▼

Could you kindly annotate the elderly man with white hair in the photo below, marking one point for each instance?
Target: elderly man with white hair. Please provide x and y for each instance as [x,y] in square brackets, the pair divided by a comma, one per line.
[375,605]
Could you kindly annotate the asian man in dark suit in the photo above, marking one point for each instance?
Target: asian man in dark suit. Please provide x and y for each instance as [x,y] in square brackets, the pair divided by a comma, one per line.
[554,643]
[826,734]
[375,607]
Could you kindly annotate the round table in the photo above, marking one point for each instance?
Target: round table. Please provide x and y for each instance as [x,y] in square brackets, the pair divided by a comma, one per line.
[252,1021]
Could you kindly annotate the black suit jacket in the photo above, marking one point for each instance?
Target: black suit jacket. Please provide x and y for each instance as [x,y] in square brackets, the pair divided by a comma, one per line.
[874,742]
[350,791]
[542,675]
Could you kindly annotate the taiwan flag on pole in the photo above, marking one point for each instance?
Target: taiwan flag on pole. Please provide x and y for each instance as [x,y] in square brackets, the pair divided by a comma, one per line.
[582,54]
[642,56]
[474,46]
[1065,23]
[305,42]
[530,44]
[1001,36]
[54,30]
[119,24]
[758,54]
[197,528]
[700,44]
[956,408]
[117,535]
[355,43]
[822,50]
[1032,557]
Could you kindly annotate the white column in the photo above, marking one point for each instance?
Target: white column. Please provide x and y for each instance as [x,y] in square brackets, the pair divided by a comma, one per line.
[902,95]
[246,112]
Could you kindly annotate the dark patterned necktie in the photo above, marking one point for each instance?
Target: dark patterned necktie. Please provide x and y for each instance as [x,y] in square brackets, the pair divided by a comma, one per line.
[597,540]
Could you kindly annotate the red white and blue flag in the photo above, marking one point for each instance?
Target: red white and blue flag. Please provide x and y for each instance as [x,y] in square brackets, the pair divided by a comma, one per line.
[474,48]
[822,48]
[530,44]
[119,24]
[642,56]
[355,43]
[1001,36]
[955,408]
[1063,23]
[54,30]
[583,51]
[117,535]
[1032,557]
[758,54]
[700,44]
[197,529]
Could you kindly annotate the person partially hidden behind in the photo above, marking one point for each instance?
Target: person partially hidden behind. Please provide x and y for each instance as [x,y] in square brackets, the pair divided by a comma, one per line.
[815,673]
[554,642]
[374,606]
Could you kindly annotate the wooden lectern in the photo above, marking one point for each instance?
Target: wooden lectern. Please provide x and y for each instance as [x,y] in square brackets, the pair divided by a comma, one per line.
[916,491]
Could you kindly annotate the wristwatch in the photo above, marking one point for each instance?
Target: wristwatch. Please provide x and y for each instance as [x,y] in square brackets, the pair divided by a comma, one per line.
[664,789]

▲

Task goal:
Copy out every one of the lines above word for word, keeping them in their original order.

Response:
Could you kindly annotate the elderly man with white hair in the photo below, marking one point for each instance?
Target: elderly man with white hair. Please provide x and y for each instance as [x,y] in square brackets, the pair divided by a comma, one per line.
[375,605]
Could you kindly annotate the asian man in dark suit in the photo above, marking one point for each instance?
Target: asian man in dark suit. Please provide x and y for each instance as [x,y] in square brackets, the pair divided by a comma, one per line.
[554,643]
[826,734]
[375,607]
Could you kindly annotate the round table in the photo above, marking one point for each instance?
Target: round table. Please provide x and y for each instance as [x,y] in square brackets, the pair divided by a comma, one per line.
[252,1021]
Could you kindly annotate the black suit jacket in the photo above, marking one point for each instance?
Target: black suit jacket. Please provide x and y for each instance as [x,y] in square brackets, the pair divided by a comma, one per line.
[874,742]
[350,791]
[542,675]
Could you kindly annotate the taiwan flag on pole in the photo above, marking one point for each instance?
Target: taiwan flag on pole. Please provide x and y for each instance as [x,y] in square brackets, the pair divided by a comma, one per line.
[582,54]
[642,56]
[474,46]
[1065,23]
[305,42]
[530,44]
[1001,36]
[54,30]
[119,24]
[758,54]
[197,528]
[700,44]
[956,408]
[117,535]
[355,43]
[822,50]
[1032,557]
Could you kindly annotate the white column in the photo above, marking one point for each instance?
Target: white column. Please provide x and y for each instance as [x,y] in square brackets, the pair divided by a comma, one per line.
[902,95]
[246,112]
Could you kindly annotate the dark patterned necktie in the photo above, marking one point for each instance?
Target: dark patterned necktie. Please provide x and y for each instance as [x,y] in square brackets, the pair divided by a comma, one per line.
[597,540]
Could you kindly annotate the red white and blue flag in the photo above, marking one point for each instance?
Target: red white and blue flag. Please provide x and y for each instance as [x,y] in square brackets, the pair divided by a comma, one per line.
[474,48]
[822,48]
[530,44]
[119,24]
[642,56]
[355,43]
[1001,36]
[955,408]
[1063,23]
[54,30]
[583,51]
[117,535]
[1032,557]
[758,54]
[700,44]
[197,529]
Could you kindly annotate the person partially hidden behind in the photo above, marking one point for each instance?
Target: person partially hidden behind. Please provide x and y for each instance as [x,y] in square brackets, the pair divided by a comma, one per line.
[815,673]
[554,642]
[374,606]
Could you kindly annotate the wooden lectern in the photo above, marking one point for each instance?
Target: wooden lectern. Please provide x and y for each instance as [x,y] in square brackets, the pair divided by a comma, one per line.
[916,491]
Could you kindly annotate the wristwatch in the photo above, marking one point for each instance?
Target: wristwatch. Please provide x and y for each instance as [x,y] in square brackets, the pair divided by a comma, one per line.
[664,789]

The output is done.